§ **Given records**
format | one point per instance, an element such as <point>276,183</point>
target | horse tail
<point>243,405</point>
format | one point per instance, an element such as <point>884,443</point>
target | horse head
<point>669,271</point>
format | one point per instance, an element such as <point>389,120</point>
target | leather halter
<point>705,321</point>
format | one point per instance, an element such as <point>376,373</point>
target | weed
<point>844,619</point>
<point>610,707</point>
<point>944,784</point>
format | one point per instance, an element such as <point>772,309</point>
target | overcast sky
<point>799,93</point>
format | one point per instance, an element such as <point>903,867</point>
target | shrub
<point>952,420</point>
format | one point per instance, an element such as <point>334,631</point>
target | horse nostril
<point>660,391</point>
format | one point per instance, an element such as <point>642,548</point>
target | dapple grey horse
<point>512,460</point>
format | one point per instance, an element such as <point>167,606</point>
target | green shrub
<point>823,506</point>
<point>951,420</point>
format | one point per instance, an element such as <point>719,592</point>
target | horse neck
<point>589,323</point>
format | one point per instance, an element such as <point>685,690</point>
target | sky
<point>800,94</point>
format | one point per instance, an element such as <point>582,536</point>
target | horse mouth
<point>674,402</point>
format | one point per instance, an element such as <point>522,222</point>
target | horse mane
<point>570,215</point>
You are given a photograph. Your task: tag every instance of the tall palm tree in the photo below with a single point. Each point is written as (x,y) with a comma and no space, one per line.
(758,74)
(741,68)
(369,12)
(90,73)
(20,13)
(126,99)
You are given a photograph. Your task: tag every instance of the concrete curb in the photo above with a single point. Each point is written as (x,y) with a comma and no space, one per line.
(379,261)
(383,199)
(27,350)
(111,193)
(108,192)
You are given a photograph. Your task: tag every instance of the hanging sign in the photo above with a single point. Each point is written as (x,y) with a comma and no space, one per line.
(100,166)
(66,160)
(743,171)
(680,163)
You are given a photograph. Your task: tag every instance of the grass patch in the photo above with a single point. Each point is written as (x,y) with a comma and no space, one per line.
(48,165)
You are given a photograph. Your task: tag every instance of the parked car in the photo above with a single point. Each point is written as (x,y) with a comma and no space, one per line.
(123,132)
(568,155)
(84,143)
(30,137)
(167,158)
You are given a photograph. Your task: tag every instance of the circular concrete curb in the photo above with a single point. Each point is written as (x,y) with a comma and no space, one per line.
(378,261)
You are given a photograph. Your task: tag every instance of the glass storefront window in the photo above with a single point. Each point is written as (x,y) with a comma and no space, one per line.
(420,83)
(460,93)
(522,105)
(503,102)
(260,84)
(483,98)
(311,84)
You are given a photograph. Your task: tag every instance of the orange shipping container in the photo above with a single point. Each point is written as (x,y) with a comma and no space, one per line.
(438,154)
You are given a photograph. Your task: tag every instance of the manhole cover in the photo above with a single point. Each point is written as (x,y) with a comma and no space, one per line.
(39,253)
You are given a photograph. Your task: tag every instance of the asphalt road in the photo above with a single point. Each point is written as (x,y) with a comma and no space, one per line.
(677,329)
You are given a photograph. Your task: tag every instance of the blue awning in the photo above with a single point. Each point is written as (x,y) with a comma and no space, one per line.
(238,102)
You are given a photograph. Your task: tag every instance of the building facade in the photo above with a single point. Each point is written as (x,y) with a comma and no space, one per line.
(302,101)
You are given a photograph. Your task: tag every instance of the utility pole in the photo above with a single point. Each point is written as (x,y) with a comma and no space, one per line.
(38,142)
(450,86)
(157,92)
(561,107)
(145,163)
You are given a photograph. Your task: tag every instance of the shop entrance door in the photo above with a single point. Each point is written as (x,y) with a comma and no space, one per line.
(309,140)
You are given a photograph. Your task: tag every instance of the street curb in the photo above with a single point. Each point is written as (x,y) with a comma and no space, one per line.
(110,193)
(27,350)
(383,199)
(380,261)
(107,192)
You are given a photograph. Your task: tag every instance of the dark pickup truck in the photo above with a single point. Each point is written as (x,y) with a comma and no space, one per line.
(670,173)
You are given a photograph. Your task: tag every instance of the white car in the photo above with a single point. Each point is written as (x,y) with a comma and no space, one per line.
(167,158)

§ **Your task**
Copy all of the data above, character for character.

§ **Result of this task**
format | one point per instance, an element such as <point>276,183</point>
target | horse tail
<point>243,405</point>
format | one point per instance, an element such as <point>884,443</point>
target | horse head
<point>669,271</point>
format | one point per instance, an element such as <point>389,120</point>
target | leather halter
<point>705,321</point>
format | one point per instance, an element such as <point>376,373</point>
target | weed
<point>844,619</point>
<point>610,707</point>
<point>944,784</point>
format | one point per instance, an element such as <point>772,309</point>
target | overcast sky
<point>799,93</point>
format | one point per instance, an element such as <point>903,867</point>
target | shrub
<point>952,420</point>
format | one point per instance, an element such as <point>334,631</point>
target | horse nostril
<point>660,391</point>
format | one point per instance, an element such as <point>642,548</point>
target | dapple grey horse
<point>512,460</point>
format | one point per instance, an element such as <point>167,606</point>
target | green shrub
<point>823,506</point>
<point>951,420</point>
format | one point per instance, an element such as <point>719,592</point>
target | horse neck
<point>589,323</point>
format | one point per instance, an element such as <point>685,690</point>
target | sky
<point>800,94</point>
format | one point per instance, an element such as <point>582,536</point>
target | horse mouth
<point>674,402</point>
format | one point per instance, an element such as <point>522,222</point>
target | horse mane
<point>570,215</point>
You are given a photograph. Your task: tag every instance of the tall palm tree in the photo below with a single point. Each point is written as (x,y) with a comma and no space, one per line.
(758,74)
(741,68)
(369,12)
(90,73)
(20,13)
(126,99)
You are given a photograph. Your task: tag every instance of the concrete curb in the photo above with a single point. Each point is written as (x,y) with a comma and no space, one per line.
(379,261)
(383,199)
(27,350)
(111,193)
(108,192)
You are given a photograph. Your task: tag every instance of the hanging sign in the photo above with a single point. Each point is written as (x,y) with a comma and no space, one per line.
(100,166)
(66,160)
(743,171)
(680,163)
You are given a photograph. Your task: tag every instance of the grass patch in the photo above with a single point. Each point is written as (x,y) with a comma and no space, one per line.
(48,165)
You are given a photograph. Your task: tag every instance of the parked car in the photo above with a single point. Each point is written as (x,y) with a comma and no space, one per line.
(123,132)
(568,155)
(84,143)
(30,137)
(167,158)
You are given a photograph. Your task: tag every instance of the circular concrete curb in the photo above with a single point. Each point is written as (x,y) with a comma and no space, one per line.
(378,261)
You are given a photograph. Your task: tag every instance of the glass storefront window in the photo above with a single point. Each point is written as (x,y) with a comma and no space, one per line.
(420,83)
(460,93)
(522,105)
(503,102)
(260,84)
(483,98)
(311,84)
You are given a photograph. Your task: tag every instance of the orange shipping container in the photo above with a single point. Each point is written as (x,y) with a comma and no space, one per line.
(438,154)
You are given a photograph. Your task: tag every instance of the manhole cover in the photo above with a single point. Each point is written as (x,y) with a comma and no space, one per line.
(39,253)
You are given a photograph. Your task: tag every instance of the asphalt road in the photo above with a single point. Each point is written as (x,y) with a comma and no space, one per line.
(677,329)
You are given a photograph. Your task: tag every instance of the blue awning in the photo above with a single point. Each point is written as (x,y) with a comma and no space, one per line.
(238,102)
You are given a photograph. Your task: tag every instance of the building facade in the photo above with a single point. Each point is written as (x,y) with a comma and no space, one per line.
(302,101)
You are given a photograph. Your task: tag every instance of the utility pole in the photo above with a single point. Each point is written as (x,y) with a comma and no space, one per line.
(38,142)
(450,86)
(157,92)
(561,107)
(145,163)
You are given a photograph. Your task: tag every instance of the shop entrance door in the photo above with a single point. Each point is written as (x,y) with a comma and no space, one per line.
(309,140)
You are given a photograph. Your task: tag every instance of the street curb in the photo above with a single point. Each point is written as (x,y) with a comma and no space, one per line.
(110,193)
(27,350)
(383,199)
(380,261)
(107,192)
You are given a photograph. Your task: tag every instance of the dark pickup truck in the photo above with a single point. Each point is written as (x,y) with a comma and no space, one per line.
(670,173)
You are given a photograph. Your task: tag every instance of the white car in the photo above with a single point. Each point is written as (x,y) with a comma and no space, one per line.
(167,158)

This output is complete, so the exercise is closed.